Task — Count the lines in the data below that contain the word "outline", and reply with only that number.

— BEGIN Entries provided —

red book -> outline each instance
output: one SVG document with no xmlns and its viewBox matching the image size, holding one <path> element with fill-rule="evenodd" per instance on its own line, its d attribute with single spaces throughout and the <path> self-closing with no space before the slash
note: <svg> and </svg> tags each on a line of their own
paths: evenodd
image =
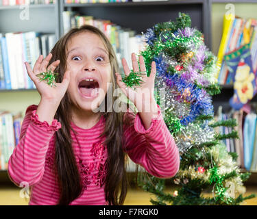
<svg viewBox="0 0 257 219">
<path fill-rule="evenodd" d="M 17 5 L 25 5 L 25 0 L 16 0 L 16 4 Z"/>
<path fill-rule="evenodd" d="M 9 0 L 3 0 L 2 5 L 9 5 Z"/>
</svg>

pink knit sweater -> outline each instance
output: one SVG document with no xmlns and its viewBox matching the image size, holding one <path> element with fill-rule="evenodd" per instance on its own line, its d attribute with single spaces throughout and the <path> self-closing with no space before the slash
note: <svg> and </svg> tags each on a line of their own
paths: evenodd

— END Entries provided —
— BEGIN Entries provided —

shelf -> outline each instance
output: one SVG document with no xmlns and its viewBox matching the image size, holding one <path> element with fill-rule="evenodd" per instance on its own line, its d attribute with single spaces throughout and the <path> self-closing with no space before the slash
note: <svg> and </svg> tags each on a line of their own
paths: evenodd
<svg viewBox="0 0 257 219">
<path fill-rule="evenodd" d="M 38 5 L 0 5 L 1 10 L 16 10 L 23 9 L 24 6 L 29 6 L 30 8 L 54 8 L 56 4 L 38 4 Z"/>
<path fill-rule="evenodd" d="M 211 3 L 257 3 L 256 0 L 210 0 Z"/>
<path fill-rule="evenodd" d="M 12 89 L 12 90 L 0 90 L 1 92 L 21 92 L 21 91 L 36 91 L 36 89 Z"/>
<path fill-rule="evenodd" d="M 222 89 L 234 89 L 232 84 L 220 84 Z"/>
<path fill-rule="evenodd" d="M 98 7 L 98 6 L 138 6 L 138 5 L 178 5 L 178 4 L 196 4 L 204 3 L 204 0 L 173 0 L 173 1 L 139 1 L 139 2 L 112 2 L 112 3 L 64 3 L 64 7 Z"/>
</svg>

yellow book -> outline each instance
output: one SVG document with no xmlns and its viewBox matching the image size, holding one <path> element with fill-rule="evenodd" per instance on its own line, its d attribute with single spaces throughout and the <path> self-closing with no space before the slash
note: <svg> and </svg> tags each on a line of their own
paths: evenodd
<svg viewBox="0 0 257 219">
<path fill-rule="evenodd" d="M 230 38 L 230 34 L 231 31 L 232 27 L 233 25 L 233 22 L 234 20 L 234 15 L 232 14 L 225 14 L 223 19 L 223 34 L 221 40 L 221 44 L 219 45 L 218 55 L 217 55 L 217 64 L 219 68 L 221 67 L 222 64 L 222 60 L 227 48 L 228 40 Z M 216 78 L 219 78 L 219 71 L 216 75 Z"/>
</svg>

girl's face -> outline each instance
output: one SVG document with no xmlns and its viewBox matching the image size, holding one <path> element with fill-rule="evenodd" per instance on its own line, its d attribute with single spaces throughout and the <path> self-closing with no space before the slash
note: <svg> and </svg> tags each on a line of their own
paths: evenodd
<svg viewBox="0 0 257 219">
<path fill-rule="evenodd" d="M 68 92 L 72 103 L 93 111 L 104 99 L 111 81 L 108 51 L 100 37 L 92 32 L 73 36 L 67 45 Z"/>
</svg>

— END Entries provided —

Worked answer — 5